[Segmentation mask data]
# # # #
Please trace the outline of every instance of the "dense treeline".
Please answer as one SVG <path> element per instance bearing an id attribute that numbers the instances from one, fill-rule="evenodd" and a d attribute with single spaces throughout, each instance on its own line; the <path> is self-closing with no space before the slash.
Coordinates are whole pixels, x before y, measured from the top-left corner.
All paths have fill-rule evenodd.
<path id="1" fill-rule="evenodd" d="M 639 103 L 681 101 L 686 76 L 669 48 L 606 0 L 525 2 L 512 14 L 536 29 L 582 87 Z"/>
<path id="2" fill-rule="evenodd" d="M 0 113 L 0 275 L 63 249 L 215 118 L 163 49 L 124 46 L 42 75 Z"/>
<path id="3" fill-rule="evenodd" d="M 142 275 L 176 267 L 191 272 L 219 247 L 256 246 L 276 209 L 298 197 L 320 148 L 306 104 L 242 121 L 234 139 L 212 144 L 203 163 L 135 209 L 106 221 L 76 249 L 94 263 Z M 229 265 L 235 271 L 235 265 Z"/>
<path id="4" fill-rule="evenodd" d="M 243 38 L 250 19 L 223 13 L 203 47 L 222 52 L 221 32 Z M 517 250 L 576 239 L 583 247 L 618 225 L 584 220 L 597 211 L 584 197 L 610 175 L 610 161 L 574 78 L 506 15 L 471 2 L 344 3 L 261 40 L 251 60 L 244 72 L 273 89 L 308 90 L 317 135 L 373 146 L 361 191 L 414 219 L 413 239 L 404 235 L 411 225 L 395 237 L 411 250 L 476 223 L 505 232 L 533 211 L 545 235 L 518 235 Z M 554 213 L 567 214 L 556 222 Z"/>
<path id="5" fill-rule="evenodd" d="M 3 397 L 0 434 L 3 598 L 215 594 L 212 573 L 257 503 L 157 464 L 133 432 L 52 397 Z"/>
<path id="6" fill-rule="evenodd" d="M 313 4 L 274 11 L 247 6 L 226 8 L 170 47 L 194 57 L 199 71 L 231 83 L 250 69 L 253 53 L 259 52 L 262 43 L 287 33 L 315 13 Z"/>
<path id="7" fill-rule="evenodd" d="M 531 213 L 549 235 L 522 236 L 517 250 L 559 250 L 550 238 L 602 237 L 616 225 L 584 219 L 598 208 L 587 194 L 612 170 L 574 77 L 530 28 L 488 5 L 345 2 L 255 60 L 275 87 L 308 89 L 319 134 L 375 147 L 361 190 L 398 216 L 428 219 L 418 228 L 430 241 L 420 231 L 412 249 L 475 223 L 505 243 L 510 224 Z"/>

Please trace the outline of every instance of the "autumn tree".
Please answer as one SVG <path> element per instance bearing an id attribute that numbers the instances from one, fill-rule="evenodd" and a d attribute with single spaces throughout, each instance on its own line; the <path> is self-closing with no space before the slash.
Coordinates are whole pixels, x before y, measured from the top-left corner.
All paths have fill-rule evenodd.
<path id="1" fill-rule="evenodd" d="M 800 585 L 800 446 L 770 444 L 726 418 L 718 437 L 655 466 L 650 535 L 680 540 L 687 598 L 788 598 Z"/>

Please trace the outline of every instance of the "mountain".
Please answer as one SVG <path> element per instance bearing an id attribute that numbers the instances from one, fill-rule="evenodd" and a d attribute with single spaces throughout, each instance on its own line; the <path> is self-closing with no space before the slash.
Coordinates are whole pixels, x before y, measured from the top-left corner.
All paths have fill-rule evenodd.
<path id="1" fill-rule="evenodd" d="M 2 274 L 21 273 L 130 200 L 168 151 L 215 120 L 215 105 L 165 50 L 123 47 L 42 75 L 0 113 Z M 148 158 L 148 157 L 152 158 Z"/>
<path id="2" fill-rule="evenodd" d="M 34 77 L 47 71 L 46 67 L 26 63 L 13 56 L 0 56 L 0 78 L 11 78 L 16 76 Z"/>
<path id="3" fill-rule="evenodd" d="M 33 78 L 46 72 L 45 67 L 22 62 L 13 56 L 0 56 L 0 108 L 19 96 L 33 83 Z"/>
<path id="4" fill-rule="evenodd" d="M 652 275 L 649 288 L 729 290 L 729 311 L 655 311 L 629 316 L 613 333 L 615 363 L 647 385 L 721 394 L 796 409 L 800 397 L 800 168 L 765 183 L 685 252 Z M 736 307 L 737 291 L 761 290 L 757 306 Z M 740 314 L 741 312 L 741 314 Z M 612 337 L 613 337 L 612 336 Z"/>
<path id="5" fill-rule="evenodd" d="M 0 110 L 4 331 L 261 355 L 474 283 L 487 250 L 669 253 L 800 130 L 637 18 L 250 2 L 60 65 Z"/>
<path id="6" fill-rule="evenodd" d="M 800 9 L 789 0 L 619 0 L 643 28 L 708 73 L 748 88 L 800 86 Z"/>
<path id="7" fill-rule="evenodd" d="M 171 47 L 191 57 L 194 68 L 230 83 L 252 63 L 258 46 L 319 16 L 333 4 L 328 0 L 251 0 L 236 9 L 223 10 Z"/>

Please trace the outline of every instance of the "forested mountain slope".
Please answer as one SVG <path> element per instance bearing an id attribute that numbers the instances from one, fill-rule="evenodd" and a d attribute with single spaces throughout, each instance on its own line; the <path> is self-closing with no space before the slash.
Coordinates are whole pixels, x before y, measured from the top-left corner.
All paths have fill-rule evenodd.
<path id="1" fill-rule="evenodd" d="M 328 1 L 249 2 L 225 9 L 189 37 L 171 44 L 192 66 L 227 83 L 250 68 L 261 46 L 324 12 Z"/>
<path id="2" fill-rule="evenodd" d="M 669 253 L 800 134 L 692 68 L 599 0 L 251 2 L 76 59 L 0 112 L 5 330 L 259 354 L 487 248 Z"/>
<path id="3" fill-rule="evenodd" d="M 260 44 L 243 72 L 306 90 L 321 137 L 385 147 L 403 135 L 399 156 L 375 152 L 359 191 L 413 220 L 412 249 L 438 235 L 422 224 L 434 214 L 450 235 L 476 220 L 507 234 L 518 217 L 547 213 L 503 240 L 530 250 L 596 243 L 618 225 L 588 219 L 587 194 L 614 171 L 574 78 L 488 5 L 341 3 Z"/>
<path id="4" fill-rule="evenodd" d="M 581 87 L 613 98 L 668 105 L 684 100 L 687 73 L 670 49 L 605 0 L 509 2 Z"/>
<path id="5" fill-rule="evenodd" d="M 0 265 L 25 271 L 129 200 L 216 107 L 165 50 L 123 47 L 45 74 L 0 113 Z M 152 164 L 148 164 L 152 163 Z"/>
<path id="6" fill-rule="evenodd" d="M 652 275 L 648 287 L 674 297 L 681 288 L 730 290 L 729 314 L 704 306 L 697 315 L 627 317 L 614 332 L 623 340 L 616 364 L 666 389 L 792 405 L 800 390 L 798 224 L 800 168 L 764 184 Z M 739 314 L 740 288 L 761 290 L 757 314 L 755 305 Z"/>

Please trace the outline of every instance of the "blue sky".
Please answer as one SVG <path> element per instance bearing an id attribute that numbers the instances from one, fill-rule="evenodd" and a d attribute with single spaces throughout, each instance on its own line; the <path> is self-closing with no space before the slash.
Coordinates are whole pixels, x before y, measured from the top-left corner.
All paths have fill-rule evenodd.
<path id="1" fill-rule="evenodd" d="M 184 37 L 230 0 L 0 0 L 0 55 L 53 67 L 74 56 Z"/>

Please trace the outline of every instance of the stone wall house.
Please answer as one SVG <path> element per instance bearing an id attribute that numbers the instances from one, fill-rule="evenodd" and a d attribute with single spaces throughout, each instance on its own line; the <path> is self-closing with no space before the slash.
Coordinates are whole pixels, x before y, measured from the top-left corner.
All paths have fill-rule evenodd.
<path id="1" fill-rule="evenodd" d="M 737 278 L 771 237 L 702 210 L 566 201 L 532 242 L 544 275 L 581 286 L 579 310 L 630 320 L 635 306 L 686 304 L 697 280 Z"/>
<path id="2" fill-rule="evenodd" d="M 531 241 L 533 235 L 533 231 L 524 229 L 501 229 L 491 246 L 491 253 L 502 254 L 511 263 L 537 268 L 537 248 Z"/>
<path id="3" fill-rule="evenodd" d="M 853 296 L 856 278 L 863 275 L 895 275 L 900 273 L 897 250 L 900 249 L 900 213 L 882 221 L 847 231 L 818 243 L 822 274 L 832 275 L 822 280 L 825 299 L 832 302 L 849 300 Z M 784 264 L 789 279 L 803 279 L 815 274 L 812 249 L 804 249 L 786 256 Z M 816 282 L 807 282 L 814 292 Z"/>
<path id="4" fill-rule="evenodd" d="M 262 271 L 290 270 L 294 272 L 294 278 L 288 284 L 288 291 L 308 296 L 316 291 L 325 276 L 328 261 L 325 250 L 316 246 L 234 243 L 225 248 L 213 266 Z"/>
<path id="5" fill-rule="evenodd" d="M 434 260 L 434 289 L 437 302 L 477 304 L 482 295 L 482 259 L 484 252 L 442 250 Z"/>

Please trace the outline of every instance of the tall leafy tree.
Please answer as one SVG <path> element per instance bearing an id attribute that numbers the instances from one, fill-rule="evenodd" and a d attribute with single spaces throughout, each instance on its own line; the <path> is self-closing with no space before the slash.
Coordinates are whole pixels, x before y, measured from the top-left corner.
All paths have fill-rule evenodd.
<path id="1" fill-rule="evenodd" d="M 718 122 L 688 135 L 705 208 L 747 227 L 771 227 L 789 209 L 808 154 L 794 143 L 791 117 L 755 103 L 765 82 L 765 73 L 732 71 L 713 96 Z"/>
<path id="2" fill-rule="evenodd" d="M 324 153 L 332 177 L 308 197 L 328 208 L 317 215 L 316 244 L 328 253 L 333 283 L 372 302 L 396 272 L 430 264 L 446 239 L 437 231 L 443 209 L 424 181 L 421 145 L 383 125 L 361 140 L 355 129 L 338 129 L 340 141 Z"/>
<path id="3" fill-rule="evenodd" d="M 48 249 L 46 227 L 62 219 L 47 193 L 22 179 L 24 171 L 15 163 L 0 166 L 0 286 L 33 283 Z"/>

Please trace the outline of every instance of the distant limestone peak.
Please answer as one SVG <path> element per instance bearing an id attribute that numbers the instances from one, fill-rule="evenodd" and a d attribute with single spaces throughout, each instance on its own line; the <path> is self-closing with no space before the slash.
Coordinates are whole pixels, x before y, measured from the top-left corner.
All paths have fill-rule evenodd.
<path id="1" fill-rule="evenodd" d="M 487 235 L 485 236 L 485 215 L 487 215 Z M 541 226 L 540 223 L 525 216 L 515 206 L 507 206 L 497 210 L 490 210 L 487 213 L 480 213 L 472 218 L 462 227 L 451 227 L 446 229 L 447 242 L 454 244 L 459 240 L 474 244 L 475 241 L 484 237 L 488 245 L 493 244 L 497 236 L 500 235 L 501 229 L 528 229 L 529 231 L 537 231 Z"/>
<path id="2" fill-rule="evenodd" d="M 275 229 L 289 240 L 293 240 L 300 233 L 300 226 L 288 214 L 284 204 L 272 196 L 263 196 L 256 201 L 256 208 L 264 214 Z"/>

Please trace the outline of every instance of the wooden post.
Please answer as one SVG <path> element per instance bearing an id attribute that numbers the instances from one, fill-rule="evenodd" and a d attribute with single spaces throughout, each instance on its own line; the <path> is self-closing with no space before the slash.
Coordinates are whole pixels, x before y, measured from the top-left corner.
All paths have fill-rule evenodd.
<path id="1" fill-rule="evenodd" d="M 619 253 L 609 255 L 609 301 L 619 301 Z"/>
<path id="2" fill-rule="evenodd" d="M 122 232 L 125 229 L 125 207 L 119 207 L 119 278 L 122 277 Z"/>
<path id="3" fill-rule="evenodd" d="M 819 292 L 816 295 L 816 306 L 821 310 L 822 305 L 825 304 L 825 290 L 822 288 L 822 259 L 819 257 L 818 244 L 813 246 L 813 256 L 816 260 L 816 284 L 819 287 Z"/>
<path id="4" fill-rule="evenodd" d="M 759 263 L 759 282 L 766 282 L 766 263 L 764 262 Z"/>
# # # #
Exercise -> Every line in the records above with the string "mountain" in it should be shown.

Expected answer ->
Please trace the outline of every instance of the "mountain".
Please trace the outline of every instance of the "forested mountain slope".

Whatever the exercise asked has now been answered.